(Your goal) Summarize the reflection on pastors' conversations in two sentences.

(Text)
With dozens of conversations to reflect upon, one observation stands out to me: pastors talk with ease about their family, their local church, and their denomination, those three noisy wheels on our red Flyer wagons, but not so much about that fourth one that seldom squeaks.

 

Share frustrations about ministry? — for sure.

How’s the Family? — either the iPhone opens in an instant to the iPhoto brag book or else tears bring to the surface the cry of a parent's broken heart.

Things denominational? — rumors, innuendo, and shop talk are in large enough supply to last through a second cup of coffee.

But “tell me about the spiritual ebb and flow of things” and the pace of the conversation slows to a crawl.

 

Perhaps it’s guilt — a nagging sense that things could be better.

Maybe it’s embarrassment — the feeling that our experience falls short of the dynamic reports others claim.

Maybe it’s that fear of being judged unspiritual, sloppy in our spiritual practices or a charlatan by trade. Fear that keeps us from daring to lament the anger, confusion, disappointment, or frustration we feel towards God at the moment, choosing instead to parrot words we imagine ought to be said or ones we suppose others expect to hear.

I know because at one time all have been true for me. Four decades of start and stop attempts at a “naked and unashamed” relationship with God and I’m still sowing fig leaves together. Still struggling with the temptation to hide from Him and from others.

Experience tells me I am — we are — far more likely to share the ups and downs of family, church and ministry add-ons than expose the ache in our souls for the One we talk about more in theological abstract than in experiential time and space.

C.S. Lewis wrote that “God made us: invented us as a man invents an engine. A car is made to run on petrol, and it would not run properly on anything else. Now God designed the human machine to run on Himself. He Himself is the fuel our spirits were designed to burn or the food our spirits were designed to feed on. There is no other. That is why it is just no good asking God to make us happy in our own way without bothering about religion. God cannot give us a happiness and peace apart from Himself, because it is not there.”

(Data rows)
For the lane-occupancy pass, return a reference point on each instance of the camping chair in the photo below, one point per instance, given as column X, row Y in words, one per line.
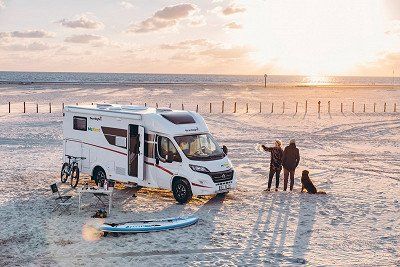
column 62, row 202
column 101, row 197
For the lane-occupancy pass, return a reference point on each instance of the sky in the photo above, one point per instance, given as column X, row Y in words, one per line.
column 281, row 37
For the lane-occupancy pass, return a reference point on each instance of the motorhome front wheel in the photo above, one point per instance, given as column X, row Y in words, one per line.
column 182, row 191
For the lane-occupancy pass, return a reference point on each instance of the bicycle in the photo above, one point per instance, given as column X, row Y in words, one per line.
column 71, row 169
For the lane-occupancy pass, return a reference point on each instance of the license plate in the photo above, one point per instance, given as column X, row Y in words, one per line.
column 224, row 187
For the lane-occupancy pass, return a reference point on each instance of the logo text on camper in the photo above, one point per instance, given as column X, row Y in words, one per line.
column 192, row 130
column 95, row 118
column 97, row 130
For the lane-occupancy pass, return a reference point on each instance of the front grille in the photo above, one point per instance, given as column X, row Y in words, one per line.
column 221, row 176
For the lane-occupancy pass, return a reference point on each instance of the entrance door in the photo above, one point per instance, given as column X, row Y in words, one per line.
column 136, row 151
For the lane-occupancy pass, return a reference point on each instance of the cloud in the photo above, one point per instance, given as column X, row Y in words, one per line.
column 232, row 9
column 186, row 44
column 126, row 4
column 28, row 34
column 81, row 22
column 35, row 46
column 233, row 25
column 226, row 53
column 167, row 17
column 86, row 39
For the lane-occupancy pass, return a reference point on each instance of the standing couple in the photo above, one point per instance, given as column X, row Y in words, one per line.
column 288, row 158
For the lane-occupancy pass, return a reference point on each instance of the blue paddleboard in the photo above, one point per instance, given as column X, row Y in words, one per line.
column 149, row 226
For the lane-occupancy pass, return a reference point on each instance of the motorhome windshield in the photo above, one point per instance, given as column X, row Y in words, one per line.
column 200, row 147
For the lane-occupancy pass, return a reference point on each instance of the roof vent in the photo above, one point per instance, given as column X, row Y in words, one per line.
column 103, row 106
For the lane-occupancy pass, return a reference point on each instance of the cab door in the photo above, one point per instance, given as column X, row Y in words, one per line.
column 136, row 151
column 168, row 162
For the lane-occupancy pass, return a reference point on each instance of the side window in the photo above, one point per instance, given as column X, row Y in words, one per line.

(Exercise output) Pastors talk easily about their families, local churches, and denominations, but conversation slows to a crawl when it turns to their spiritual life, perhaps because of guilt, embarrassment, or fear of being judged unspiritual. The writer admits that all of these have been true at one time, tells of still struggling after four decades with the temptation to hide from God and from others, and quotes C.S. Lewis's claim that God designed the human machine to run on Himself and cannot give happiness and peace apart from Himself.